* _Extract_
########################################
Biofeedback Based System to Enhance Robotic Assisted Gait Training in Children With Cerebral Palsy

The AID2GAIT project aims to develop a biofeedback system with the aim of improving the outcomes of robot-assisted gait training (RAGT) in pediatric patients with cerebral palsy. The physiological signals of children during RAGT therapy sessions, acquired through non-invasive technologies, will be analyzed. These technologies specifically are: * wearable technology (smartwatch), from which the HRV (Heart Rate Variability) signal will be measured; * infrared thermography, from which the temperature in salient facial regions will be obtained; * fNIRS (functional near-infrared spectroscopy), from which information on brain activity and its changes over time will be obtained. Information on the kinematics of the exoskeleton used during RAGT will be extracted. The RAGT will be performed using the Lokomat orthosis (Hocoma), the most widely used exoskeleton in rehabilitation that facilitates a bilaterally symmetrical gait, as the individual actively tries to advance each limb during walking, combined with a patented dynamic body weight support system.
########################################
* _Extracted material_

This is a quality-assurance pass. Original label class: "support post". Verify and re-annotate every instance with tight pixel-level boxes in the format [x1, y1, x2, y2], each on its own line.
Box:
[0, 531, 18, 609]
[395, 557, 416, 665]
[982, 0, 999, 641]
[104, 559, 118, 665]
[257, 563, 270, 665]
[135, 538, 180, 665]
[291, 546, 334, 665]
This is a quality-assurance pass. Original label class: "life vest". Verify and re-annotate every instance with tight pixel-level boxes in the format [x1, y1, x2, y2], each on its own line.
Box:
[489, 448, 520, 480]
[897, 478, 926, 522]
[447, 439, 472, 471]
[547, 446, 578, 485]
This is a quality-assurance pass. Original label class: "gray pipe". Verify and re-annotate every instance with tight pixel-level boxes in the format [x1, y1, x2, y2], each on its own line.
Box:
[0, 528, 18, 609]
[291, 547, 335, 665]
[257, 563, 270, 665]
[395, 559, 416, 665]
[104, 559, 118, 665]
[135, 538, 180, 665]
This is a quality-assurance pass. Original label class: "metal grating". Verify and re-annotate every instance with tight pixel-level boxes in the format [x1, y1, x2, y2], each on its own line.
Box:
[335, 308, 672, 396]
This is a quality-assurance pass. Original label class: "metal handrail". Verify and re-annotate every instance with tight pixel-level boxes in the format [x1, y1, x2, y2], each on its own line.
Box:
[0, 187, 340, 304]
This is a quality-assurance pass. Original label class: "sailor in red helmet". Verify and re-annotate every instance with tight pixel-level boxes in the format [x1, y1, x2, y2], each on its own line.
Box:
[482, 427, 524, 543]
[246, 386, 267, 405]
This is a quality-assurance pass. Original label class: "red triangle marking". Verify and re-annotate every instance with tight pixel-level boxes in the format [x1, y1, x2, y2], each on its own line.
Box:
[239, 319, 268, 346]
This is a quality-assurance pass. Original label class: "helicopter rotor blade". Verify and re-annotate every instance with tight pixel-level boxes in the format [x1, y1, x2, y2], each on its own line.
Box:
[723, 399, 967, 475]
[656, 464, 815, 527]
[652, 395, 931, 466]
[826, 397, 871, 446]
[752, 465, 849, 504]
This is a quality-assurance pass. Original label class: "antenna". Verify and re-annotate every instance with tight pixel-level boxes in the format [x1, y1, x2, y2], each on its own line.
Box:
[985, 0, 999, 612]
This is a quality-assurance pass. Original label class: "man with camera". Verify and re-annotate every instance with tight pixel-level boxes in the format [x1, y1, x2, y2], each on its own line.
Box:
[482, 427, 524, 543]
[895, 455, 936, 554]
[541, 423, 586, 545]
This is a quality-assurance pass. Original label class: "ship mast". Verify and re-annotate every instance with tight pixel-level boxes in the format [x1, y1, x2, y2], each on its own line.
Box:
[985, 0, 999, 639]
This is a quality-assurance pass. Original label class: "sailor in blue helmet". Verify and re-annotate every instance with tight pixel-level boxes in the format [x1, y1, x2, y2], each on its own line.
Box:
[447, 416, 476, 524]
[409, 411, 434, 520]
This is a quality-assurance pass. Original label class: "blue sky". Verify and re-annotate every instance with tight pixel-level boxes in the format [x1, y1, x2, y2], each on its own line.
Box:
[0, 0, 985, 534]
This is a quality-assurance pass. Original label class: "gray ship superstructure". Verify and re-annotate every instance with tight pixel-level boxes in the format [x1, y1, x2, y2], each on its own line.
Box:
########################################
* _Explore the material_
(a) In one to three sentences, explain why the AID2GAIT project description says a biofeedback system is being developed.
(b) Continue the AID2GAIT project description from the end of its last sentence.

* _Replies_
(a) The biofeedback system is being developed to improve the outcomes of robot-assisted gait training (RAGT) in pediatric patients with cerebral palsy.

(b)
The entire RAGT treatment will consist of 12 sessions of robotic gait rehabilitation administered over 4 weeks. The protocol consists of a block paradigm: children will be asked to actively move during the robotic training for the first 30 seconds, followed by a rest period of 30 seconds. The paradigm will be provided in 10 blocks for a total duration of 30 minutes. During each single session, infrared (IR) thermal video, smartwatch signals (HRV- heart rate variability) and the kinematic output of the robot will be recorded. During the first (T1) and the last session of the RAGT (T12), fNIRS will also be recorded together with the assessment of motor skills, revealed by clinical scales. The assessment of fNIRS and clinical scales will be useful to understand the global efficacy of the treatment. Before the start of the experimental trials, parents will be extensively informed about the purpose and protocol of the study and will sign an informed consent form. For each session, the assessment of the psychophysiological state of the patients will be based on the estimation of the state of physiological parameters, such as heart rate variability (HRV), recorded by a smartwatch and on the assessment of the emotional state of the child by means of an infrared thermal imaging system. The information on the state of the child and the robot will be assessed in real time and will constitute the input data for a machine learning-based model capable of classifying the level of patient engagement. Based on this information, the physiotherapist, who assists the child during the training sessions, will be able to intervene and modify the parameters of the exoskeleton (e.g. push force, body weight support, treadmill speed, range of motion and hip and knee offset). Furthermore, the effectiveness of the entire treatment will be assessed through the administration of clinical tools commonly used in clinical practice and by the assessment of brain activation by means of a non-invasive and portable neuroimaging technique, the fNIRS. These assessments will be conducted by comparing the first and the last training session.